Stored entries
■ ■ ■

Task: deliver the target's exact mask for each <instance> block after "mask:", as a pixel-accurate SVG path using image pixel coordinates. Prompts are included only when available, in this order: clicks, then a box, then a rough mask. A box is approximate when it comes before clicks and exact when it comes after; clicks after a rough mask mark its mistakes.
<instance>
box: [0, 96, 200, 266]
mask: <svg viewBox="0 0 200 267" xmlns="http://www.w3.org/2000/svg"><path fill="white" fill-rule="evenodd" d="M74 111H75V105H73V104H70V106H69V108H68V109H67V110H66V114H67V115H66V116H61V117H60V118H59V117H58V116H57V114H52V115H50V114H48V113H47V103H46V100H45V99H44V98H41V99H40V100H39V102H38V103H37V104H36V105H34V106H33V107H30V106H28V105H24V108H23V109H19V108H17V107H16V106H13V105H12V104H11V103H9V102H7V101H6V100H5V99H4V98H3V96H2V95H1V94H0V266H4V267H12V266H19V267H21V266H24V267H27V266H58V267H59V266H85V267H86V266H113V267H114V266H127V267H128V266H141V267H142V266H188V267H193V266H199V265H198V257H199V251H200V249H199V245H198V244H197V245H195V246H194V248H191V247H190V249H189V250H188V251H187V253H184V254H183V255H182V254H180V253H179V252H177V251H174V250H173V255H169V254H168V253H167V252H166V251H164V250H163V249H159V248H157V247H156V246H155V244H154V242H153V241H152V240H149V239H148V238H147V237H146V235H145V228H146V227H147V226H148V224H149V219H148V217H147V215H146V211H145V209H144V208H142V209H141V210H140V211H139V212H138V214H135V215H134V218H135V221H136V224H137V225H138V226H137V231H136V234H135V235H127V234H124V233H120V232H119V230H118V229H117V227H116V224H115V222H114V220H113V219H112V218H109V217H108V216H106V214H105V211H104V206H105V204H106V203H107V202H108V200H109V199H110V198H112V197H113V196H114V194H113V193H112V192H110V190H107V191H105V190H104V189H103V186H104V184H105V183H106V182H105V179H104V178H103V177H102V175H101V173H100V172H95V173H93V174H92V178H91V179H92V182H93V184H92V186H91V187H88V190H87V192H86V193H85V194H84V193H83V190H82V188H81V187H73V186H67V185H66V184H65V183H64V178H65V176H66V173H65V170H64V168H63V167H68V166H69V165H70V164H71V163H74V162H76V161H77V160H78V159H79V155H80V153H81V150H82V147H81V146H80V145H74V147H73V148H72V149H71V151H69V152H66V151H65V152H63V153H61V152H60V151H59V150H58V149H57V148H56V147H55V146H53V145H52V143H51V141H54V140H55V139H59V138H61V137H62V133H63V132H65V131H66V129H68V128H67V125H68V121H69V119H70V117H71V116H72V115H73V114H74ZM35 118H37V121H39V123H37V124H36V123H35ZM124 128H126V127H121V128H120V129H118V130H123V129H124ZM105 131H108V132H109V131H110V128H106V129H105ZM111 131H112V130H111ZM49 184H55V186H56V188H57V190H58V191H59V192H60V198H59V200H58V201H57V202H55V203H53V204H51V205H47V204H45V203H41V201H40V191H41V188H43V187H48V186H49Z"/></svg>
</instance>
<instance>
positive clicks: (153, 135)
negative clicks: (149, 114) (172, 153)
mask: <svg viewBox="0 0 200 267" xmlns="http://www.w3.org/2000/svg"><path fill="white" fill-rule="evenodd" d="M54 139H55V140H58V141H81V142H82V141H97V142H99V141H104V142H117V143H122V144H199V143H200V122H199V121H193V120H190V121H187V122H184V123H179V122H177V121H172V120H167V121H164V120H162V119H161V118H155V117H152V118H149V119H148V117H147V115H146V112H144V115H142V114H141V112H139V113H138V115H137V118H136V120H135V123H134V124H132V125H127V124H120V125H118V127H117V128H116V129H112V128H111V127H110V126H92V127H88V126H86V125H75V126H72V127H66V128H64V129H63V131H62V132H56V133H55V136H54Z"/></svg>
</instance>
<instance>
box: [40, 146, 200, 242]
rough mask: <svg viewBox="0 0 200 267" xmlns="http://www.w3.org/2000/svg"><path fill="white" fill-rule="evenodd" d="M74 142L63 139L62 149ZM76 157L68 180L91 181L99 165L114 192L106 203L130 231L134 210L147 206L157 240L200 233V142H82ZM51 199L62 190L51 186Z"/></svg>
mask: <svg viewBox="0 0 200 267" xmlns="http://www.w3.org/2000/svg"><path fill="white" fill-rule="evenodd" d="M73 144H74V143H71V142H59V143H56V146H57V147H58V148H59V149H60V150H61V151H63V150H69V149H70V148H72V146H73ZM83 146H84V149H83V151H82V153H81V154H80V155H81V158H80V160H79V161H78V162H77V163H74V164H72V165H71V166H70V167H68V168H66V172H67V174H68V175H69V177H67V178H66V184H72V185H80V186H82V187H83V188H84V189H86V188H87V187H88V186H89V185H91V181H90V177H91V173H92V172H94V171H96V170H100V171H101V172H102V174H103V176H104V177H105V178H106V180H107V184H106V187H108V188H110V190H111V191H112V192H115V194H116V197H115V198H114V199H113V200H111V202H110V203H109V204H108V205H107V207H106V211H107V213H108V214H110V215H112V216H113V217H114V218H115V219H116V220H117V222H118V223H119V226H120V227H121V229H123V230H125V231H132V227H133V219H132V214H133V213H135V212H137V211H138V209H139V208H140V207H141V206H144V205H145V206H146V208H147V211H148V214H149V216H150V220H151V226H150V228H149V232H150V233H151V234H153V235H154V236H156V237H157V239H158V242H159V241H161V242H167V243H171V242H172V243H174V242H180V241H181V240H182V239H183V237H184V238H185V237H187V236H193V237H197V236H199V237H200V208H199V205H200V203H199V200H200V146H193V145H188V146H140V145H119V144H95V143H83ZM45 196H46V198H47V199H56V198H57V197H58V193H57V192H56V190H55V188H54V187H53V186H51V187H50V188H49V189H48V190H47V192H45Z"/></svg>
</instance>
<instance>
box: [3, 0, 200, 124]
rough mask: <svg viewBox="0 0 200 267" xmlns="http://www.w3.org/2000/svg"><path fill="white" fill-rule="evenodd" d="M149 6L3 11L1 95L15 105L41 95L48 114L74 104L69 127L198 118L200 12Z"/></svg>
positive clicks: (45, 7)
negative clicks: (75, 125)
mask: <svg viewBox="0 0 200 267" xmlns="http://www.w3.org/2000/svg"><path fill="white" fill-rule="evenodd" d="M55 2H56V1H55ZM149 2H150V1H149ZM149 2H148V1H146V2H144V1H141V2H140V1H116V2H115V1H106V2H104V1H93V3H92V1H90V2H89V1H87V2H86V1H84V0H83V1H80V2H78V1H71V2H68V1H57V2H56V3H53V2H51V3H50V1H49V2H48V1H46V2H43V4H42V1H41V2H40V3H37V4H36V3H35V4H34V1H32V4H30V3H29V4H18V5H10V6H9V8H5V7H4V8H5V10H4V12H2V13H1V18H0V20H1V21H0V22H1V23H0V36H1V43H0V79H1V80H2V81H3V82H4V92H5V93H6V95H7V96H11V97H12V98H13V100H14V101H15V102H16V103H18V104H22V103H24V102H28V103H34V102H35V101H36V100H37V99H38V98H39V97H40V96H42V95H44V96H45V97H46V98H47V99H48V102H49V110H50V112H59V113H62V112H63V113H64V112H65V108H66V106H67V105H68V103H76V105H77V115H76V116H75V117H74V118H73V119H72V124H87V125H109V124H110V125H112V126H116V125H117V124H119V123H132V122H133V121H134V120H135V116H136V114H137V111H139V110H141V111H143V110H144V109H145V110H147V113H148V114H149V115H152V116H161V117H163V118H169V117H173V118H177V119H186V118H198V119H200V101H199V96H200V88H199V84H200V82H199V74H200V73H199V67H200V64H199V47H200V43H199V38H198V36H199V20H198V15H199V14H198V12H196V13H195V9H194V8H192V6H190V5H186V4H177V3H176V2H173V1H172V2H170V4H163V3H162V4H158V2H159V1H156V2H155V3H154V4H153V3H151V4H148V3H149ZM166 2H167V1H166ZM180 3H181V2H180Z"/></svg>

■ ■ ■

* Activity
In the records above, locate the lines holding the word "positive". Copy each of them.

* Reply to the task
positive clicks: (153, 135)
positive clicks: (45, 7)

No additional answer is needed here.